→ Exercise inputs
* begin *

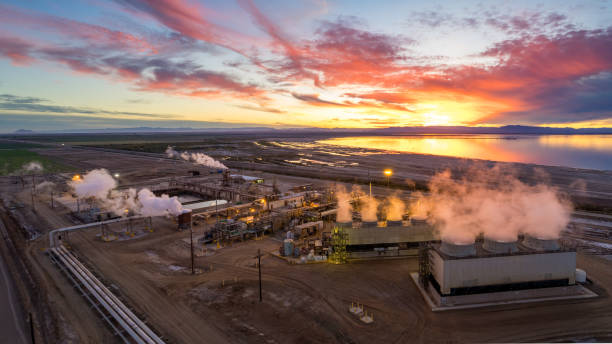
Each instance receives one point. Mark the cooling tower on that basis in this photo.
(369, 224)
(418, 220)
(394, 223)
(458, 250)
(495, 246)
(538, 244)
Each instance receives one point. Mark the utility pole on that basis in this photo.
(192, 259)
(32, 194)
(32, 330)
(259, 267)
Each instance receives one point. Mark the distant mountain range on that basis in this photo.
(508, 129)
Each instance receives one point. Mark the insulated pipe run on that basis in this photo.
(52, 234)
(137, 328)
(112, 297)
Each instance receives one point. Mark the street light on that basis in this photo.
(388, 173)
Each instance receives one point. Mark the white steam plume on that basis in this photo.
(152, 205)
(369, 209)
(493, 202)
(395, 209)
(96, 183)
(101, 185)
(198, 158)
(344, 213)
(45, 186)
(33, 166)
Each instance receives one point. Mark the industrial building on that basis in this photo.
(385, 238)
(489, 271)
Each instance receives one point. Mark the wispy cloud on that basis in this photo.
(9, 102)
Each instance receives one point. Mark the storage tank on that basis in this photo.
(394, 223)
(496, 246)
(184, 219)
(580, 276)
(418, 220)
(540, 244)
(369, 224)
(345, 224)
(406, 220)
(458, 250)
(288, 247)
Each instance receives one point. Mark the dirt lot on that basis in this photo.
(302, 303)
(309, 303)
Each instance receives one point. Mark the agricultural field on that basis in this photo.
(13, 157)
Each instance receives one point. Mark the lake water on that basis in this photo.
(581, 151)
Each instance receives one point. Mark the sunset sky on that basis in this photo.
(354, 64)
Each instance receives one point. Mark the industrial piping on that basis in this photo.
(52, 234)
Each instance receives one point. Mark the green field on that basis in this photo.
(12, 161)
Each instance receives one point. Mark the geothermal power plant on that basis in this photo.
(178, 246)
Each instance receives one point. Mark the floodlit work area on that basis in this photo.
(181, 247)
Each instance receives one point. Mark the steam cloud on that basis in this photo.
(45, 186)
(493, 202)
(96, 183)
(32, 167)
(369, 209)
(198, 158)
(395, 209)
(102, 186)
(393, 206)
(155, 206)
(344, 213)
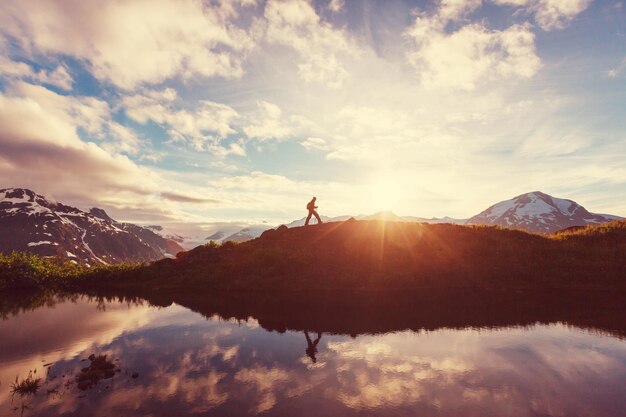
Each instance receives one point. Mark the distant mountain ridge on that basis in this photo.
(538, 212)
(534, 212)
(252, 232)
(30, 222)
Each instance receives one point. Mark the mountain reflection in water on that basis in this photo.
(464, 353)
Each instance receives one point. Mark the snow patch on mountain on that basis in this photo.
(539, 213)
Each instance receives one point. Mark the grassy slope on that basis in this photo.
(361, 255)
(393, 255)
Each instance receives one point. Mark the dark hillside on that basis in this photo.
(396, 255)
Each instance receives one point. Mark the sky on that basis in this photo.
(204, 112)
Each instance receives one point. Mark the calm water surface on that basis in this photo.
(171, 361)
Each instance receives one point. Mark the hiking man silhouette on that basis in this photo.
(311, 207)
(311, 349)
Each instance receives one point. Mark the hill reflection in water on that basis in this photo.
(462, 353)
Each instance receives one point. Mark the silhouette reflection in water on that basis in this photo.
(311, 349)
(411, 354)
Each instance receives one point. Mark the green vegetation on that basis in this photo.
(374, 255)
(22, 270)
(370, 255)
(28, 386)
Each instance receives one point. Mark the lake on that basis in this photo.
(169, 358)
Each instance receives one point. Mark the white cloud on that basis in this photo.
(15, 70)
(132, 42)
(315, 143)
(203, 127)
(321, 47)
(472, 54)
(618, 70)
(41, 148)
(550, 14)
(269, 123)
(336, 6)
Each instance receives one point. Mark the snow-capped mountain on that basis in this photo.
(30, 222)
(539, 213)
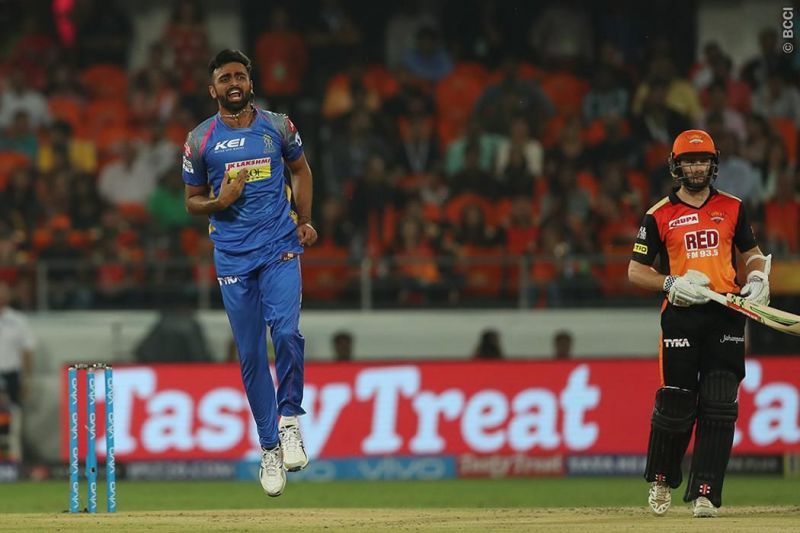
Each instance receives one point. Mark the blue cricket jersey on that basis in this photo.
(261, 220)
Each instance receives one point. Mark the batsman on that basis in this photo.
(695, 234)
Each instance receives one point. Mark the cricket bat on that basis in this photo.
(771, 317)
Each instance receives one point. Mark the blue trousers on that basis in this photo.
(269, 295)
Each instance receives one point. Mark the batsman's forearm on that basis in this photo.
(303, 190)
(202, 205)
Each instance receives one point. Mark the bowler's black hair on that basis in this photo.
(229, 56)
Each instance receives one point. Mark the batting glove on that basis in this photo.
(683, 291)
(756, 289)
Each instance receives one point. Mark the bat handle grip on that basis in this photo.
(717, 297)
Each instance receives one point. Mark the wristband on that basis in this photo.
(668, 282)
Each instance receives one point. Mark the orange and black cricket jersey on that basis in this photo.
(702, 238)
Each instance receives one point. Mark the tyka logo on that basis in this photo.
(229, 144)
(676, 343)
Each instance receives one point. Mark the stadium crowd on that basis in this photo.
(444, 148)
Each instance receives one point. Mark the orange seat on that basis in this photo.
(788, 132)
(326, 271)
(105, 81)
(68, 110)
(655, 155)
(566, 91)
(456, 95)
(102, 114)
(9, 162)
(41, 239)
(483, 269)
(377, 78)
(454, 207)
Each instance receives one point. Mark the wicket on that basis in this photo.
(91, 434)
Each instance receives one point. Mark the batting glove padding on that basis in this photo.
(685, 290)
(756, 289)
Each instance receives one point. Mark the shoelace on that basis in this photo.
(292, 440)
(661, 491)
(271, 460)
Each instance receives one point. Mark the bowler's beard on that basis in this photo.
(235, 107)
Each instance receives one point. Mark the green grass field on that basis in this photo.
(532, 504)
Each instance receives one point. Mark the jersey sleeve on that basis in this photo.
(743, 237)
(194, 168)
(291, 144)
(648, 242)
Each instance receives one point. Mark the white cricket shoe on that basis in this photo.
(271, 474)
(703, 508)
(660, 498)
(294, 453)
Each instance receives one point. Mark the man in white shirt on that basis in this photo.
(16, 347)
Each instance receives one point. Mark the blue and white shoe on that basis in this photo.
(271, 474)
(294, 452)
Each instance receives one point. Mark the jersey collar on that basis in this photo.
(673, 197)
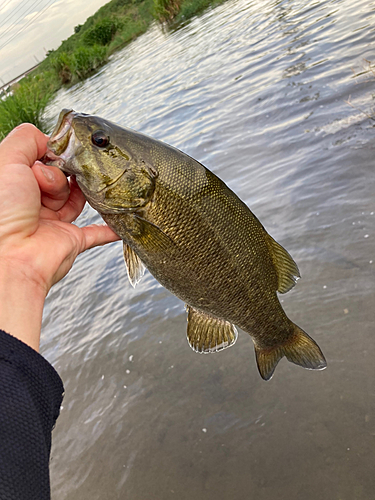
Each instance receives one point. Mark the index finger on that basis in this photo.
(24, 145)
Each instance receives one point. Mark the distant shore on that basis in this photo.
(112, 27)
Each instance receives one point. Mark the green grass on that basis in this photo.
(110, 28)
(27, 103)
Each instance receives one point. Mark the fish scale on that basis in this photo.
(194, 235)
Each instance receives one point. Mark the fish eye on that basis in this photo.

* end *

→ The task
Skip all pictures. Write out only the lines from the one containing "Each instance receives one point. Mark the bowler's beard" to the end of the listing above, inclusive, exactly as given.

→ Answer to this task
Each instance receives one point. Mark the bowler's beard on that basis in this photo.
(235, 107)
Each instance receives one point. Mark the green grass field on that basis in this photo.
(532, 504)
Each instance receives one point. Mark the jersey sleeve on that basis in this photo.
(743, 237)
(194, 168)
(291, 144)
(648, 242)
Each instance receives one point. Mark the white cricket shoe on that basis in this photo.
(271, 474)
(703, 508)
(660, 498)
(294, 453)
Each instance receives one point. Mark the man in white shirt on that basis in this photo.
(16, 347)
Each instance receives one point. Mark the blue and white shoe on that basis in this photo.
(271, 474)
(294, 452)
Each instance receives one point. Mark the jersey collar on that basis in this photo.
(673, 197)
Each instance receives one point. Mark the index finger on that basis in this photo.
(24, 145)
Each instance receives one point. Mark the distant shore on that basis in this photo.
(112, 27)
Each instance receives one point. Mark the green grass on that basis in this photo.
(110, 28)
(27, 103)
Each instance receives one point. Mark the fish scale on that basis in this photo.
(194, 235)
Each instance receives one point. Mark the fish eye on that basis in this photo.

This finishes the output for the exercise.